_REQUIRED WORK_
Leave out the pictures and return every entry exactly as it appears.

_PROVIDED ENTRIES_
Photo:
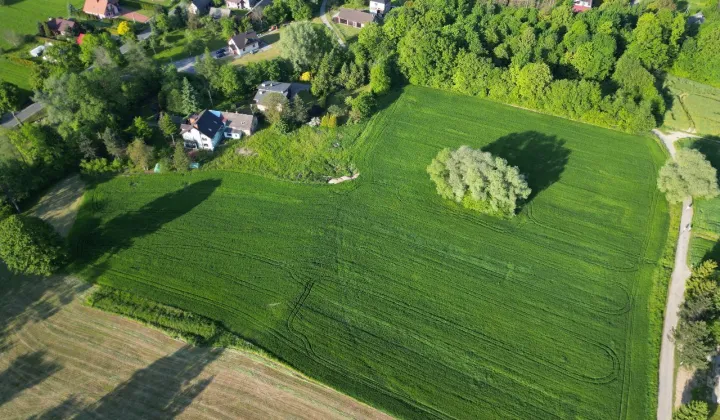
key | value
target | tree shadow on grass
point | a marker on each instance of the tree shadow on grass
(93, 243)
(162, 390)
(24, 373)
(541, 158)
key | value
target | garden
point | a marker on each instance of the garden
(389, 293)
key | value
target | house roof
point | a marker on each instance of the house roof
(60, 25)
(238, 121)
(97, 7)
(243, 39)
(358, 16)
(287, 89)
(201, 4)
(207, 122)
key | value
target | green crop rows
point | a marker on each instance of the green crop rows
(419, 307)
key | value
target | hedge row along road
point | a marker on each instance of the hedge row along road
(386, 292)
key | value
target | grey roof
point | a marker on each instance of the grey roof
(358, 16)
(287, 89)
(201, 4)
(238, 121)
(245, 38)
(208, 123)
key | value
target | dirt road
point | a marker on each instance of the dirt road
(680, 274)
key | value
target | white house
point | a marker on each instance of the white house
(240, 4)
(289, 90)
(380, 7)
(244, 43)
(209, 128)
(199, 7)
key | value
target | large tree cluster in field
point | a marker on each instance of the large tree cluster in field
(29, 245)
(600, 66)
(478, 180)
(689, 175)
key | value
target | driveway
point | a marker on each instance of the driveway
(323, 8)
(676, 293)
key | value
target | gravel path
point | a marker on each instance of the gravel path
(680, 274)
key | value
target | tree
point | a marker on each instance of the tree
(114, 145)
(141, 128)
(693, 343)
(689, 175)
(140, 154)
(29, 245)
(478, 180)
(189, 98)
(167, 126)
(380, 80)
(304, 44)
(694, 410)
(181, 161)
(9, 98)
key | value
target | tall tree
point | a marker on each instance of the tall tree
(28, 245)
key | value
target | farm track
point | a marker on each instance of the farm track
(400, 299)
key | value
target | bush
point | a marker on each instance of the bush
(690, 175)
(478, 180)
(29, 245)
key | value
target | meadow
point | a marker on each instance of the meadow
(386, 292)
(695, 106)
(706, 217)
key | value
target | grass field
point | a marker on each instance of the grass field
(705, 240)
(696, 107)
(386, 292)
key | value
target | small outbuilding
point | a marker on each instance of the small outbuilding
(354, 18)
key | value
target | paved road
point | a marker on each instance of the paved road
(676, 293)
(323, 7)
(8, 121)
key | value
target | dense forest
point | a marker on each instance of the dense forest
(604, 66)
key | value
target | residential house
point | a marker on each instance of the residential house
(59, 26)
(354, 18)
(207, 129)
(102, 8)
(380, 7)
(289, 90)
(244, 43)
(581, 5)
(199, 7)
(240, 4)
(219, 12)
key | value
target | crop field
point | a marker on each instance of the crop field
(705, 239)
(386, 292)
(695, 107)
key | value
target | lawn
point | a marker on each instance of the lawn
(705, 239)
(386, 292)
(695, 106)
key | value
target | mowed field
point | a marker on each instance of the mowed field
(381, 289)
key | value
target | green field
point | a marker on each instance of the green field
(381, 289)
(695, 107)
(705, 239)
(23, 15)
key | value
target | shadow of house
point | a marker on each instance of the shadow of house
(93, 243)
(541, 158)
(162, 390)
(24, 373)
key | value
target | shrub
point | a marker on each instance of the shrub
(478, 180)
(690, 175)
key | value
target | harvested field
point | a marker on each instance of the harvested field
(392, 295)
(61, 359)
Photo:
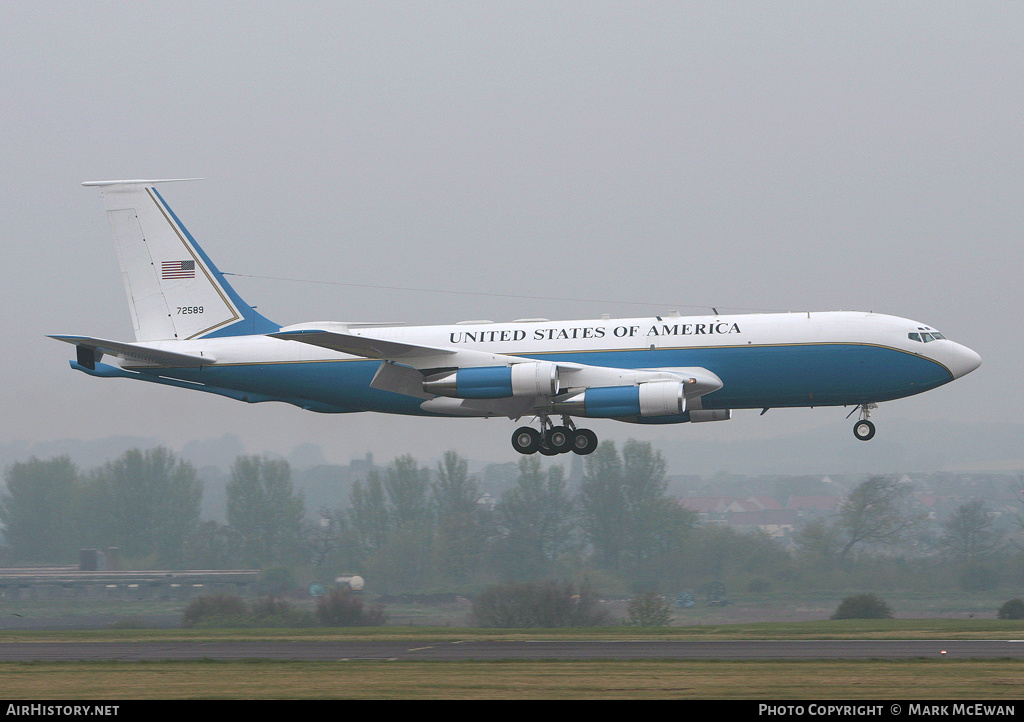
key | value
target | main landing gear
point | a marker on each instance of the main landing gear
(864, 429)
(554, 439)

_SOLUTION TO THE PROBLEM_
Photo:
key | value
target | tree shadow on grass
point | a marker on each instance of the tree shadow on grass
(93, 243)
(162, 390)
(24, 373)
(541, 158)
key | value
target | garden
point | a marker on each instance of the garden
(389, 293)
key | value
target | house roof
point | a marker on each instance of the house roof
(60, 25)
(238, 121)
(97, 7)
(243, 39)
(358, 16)
(287, 89)
(201, 4)
(207, 122)
key | value
target | green crop rows
point | a marker on each instance of the green crop rows
(419, 307)
key | value
target | hedge row along road
point | a marker on each instance of the hedge row along road
(386, 292)
key | value
target | grey roof
point | a marker on each instance of the grey roof
(358, 16)
(287, 89)
(201, 4)
(238, 121)
(245, 38)
(208, 123)
key | value
target | dirt road
point | a marker on each instance of the dirt road
(680, 274)
key | value
target | white house
point | a marker on each instance of the white house
(240, 4)
(289, 90)
(380, 7)
(244, 43)
(209, 128)
(199, 7)
key | value
target | large tree cluster in field
point | a marker on each instance of the large tree cluster in field
(29, 245)
(600, 66)
(478, 180)
(689, 175)
key | value
target | driveway
point | a marker on each instance of the driveway
(323, 8)
(676, 293)
key | value
target | gravel path
point | a marker on each instance of the gravel path
(680, 274)
key | value
target | tree
point | a marker on each instance of the tree
(114, 145)
(141, 128)
(693, 343)
(689, 175)
(140, 154)
(29, 245)
(478, 180)
(189, 98)
(167, 126)
(380, 80)
(304, 44)
(694, 410)
(181, 161)
(9, 98)
key | value
target | tall tree
point | a marker on each instance of the tall tree
(28, 245)
key | value
target | farm track
point | a marker on each instance of the farm track
(400, 299)
key | value
target | bush
point | a marker on each instance of the bush
(690, 175)
(478, 180)
(29, 245)
key | value
target | meadow
point | a marker on each instance of the meadow
(386, 292)
(695, 106)
(706, 217)
key | value
target | grass field
point | a marker on each instance of the grass field
(705, 240)
(696, 107)
(386, 292)
key | value
target | small outbuilding
point | a marker on each instance of the small outbuilding
(354, 18)
key | value
target | paved road
point | a marker on each instance of the paved road
(676, 293)
(323, 7)
(8, 121)
key | value
target | dense forest
point | a marker on each instance of the dense forest
(604, 66)
key | value
target | residential house
point | a marker on each instance of the residential house
(59, 26)
(354, 18)
(207, 129)
(102, 8)
(380, 7)
(289, 90)
(244, 43)
(581, 5)
(199, 7)
(240, 4)
(219, 12)
key | value
target | crop field
point | a marker on each instance of the crop field
(705, 239)
(386, 292)
(695, 107)
key | value
target | lawn
point | a marker on each instance of the lawn
(705, 239)
(386, 292)
(695, 106)
key | value
target | mowed field
point | a marker on each instance of the mowed field
(381, 289)
key | value
target | green field
point | a marker on each instance of the green field
(381, 289)
(695, 107)
(705, 239)
(23, 15)
key | value
target | shadow of house
point | a marker on each instance of the shadow of house
(93, 243)
(541, 158)
(162, 390)
(24, 373)
key | value
target | shrub
point | a marker on each instance of the shrub
(478, 180)
(690, 175)
key | value
target | harvested field
point | a marker on each instance of the harvested field
(392, 295)
(61, 359)
Photo:
key | value
target | main landing gear
point | a marker on each instance of the main landing gear
(864, 429)
(554, 439)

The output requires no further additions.